Here the job is to retype the data word for word while leaving the pictures aside.

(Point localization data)
*** Begin section ***
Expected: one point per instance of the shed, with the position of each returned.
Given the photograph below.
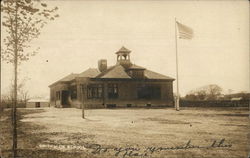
(37, 103)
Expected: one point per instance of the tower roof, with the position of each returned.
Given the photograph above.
(123, 50)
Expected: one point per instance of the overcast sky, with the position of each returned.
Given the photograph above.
(87, 31)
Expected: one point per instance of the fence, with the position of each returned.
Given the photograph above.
(215, 103)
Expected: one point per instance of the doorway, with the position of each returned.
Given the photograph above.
(65, 96)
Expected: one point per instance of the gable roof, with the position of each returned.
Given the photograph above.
(115, 72)
(136, 67)
(123, 50)
(91, 72)
(119, 72)
(69, 77)
(154, 75)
*** End section ***
● **Response for this exercise**:
Expected: one point per instance of the shed, with the position of each returned.
Given the photograph below.
(37, 103)
Expected: one point per instance of the tower roof, with the position of each returned.
Given the photograph above.
(123, 50)
Expected: one point per instance of the overcast sky, with the position of each returned.
Given the photograph above.
(87, 31)
Expected: one point per instance of the fence, with the position of each returned.
Given the photograph above.
(215, 103)
Expected: one point per instance of the doorway, with the position of each returned.
Given the photograph above.
(65, 96)
Expected: one point per instance of the gable roof, with the position of each returned.
Given the photograph above.
(115, 72)
(136, 67)
(123, 50)
(91, 72)
(119, 72)
(69, 77)
(154, 75)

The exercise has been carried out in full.